Can you reproduce word for word only the part of the entries below that begins at the line containing "Each instance of the tree" and runs through the end of the entries, including both that line and the last one?
........
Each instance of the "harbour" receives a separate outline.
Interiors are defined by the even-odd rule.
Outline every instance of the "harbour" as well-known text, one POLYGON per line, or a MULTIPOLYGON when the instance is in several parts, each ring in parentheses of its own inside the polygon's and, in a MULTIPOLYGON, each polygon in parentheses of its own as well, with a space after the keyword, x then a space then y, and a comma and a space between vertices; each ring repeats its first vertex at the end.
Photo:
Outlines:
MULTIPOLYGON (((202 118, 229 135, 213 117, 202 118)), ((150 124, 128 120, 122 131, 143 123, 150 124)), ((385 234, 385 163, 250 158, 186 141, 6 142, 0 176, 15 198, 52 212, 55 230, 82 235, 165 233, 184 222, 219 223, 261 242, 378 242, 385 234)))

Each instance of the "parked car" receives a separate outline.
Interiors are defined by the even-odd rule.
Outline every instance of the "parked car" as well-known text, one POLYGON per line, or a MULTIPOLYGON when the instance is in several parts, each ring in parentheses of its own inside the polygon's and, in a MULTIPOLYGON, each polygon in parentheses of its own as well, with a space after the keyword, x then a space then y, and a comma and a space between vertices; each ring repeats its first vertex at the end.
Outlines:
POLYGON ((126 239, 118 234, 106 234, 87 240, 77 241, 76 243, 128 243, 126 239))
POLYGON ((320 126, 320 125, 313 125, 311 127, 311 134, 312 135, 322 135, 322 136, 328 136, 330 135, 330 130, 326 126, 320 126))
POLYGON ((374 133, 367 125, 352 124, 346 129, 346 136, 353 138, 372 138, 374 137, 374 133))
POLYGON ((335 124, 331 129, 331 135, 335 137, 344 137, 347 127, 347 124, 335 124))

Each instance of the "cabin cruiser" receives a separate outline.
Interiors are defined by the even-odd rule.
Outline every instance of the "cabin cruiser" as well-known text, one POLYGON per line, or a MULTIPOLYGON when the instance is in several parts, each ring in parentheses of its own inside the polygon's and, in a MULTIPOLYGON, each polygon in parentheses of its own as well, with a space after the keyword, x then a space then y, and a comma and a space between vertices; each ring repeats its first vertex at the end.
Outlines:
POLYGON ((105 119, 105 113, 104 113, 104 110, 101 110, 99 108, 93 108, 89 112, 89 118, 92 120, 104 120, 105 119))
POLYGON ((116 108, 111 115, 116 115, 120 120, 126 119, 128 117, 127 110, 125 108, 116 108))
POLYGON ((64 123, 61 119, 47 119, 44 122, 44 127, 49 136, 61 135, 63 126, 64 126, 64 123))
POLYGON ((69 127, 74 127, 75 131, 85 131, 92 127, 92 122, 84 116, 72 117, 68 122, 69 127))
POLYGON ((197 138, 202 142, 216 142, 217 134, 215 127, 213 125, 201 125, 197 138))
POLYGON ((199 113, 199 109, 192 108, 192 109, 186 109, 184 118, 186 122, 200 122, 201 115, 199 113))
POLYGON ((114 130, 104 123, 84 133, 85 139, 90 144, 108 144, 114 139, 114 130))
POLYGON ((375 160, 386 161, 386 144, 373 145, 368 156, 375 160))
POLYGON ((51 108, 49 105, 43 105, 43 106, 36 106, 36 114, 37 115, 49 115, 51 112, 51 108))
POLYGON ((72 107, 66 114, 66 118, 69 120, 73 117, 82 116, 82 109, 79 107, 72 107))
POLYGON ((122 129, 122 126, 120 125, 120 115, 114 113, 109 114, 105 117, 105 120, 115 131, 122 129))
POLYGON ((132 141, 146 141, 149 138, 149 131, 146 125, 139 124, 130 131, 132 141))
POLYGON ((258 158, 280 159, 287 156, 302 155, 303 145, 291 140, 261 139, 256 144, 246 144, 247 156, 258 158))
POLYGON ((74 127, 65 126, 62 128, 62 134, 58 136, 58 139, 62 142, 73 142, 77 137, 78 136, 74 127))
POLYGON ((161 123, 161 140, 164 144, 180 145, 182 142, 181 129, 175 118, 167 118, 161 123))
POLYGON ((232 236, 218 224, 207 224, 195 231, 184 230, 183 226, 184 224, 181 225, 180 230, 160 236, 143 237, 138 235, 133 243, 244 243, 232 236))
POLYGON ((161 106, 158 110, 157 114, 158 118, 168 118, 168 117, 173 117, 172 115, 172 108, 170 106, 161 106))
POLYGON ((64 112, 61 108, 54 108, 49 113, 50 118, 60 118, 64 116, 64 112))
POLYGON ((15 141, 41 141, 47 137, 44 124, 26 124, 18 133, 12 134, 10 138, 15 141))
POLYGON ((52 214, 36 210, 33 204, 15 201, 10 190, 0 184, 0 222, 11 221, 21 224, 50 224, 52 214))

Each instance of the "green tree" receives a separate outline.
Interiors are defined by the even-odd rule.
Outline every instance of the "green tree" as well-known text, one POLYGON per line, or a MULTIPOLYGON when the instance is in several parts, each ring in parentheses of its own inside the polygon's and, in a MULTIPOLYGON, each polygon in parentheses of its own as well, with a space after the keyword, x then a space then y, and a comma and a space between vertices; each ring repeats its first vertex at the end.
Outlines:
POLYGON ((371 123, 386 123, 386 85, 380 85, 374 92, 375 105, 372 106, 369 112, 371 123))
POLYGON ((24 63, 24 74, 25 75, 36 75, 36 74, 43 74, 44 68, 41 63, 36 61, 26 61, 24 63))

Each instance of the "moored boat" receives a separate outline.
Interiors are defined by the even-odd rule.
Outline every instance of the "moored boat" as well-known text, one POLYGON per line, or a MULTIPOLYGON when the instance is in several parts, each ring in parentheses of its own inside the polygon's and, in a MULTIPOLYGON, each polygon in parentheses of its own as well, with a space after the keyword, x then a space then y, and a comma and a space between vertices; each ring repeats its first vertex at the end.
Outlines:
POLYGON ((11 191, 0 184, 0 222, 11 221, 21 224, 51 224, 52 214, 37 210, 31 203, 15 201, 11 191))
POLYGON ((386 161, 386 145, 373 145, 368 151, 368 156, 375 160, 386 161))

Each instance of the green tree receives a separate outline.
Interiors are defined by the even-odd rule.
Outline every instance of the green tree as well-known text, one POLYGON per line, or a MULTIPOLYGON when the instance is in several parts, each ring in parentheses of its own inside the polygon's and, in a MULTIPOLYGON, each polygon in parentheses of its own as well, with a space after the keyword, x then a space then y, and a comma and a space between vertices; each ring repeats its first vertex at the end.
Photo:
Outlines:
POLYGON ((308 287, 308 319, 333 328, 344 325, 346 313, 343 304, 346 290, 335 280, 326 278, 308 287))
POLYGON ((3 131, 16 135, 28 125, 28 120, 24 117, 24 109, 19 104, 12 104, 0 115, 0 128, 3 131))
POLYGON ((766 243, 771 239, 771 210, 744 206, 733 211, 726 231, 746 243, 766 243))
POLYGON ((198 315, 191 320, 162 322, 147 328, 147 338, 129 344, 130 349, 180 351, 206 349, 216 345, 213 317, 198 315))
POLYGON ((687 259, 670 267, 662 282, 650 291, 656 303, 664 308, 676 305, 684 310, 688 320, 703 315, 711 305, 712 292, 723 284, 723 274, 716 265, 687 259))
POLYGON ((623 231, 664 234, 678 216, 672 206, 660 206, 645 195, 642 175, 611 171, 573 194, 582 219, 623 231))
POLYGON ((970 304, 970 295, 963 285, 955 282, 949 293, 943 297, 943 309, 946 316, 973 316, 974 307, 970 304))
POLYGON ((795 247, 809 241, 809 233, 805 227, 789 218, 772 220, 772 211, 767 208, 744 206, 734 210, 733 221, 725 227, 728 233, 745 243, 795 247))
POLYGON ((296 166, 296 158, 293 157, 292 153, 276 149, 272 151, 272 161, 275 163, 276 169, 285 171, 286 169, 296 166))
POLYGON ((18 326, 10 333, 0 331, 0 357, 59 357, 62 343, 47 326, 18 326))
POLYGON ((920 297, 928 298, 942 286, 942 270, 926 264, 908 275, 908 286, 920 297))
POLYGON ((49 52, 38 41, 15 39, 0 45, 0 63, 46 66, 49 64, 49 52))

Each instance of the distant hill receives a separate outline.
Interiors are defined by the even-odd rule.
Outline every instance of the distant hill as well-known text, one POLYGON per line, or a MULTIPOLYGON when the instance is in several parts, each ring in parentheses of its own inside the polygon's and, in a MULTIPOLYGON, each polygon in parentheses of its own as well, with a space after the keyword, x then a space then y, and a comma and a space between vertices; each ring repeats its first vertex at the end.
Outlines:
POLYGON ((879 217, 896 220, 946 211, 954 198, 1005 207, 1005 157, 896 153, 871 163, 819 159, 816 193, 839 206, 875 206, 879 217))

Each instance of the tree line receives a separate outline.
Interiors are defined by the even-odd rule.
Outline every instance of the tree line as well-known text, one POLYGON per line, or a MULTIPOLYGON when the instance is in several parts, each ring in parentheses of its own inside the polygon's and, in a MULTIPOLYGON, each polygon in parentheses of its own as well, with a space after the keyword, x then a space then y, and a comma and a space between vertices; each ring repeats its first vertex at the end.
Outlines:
........
■ Response to this task:
Each instance of the tree line receives a separate outline.
Interiors are defined by the even-odd rule.
Outline every instance of the tree line as well-known text, one POLYGON per line, or a MULTIPOLYGON when the instance is in several parts, each ring in parentheses of its own inside the polygon's and, in a MULTIPOLYGON, each polygon in parentheses of its own as well, with a space after the keyword, x then a space then y, and a comma and a space between vertices; each ring repeats its first vertex at the end.
Outlines:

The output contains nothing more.